* _Your instructions_
Every line below containing the word "barn" should be found and copied.

Start of Dataset entries

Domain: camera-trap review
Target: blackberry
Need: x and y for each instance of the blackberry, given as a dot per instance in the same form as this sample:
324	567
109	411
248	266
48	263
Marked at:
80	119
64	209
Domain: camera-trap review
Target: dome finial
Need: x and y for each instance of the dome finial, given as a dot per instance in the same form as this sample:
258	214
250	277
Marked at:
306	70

End of Dataset entries
Start of Dataset entries

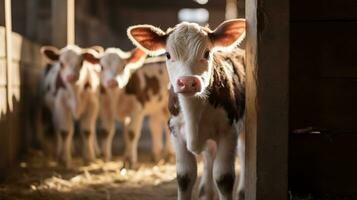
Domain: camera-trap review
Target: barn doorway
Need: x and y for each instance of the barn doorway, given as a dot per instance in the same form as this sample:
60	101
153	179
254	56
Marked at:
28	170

End of Dataset entries

* _Result below_
Target: barn doorway
Need: x and y for each instance of the barn doorway, given as a dot per instance in the same form as this sample:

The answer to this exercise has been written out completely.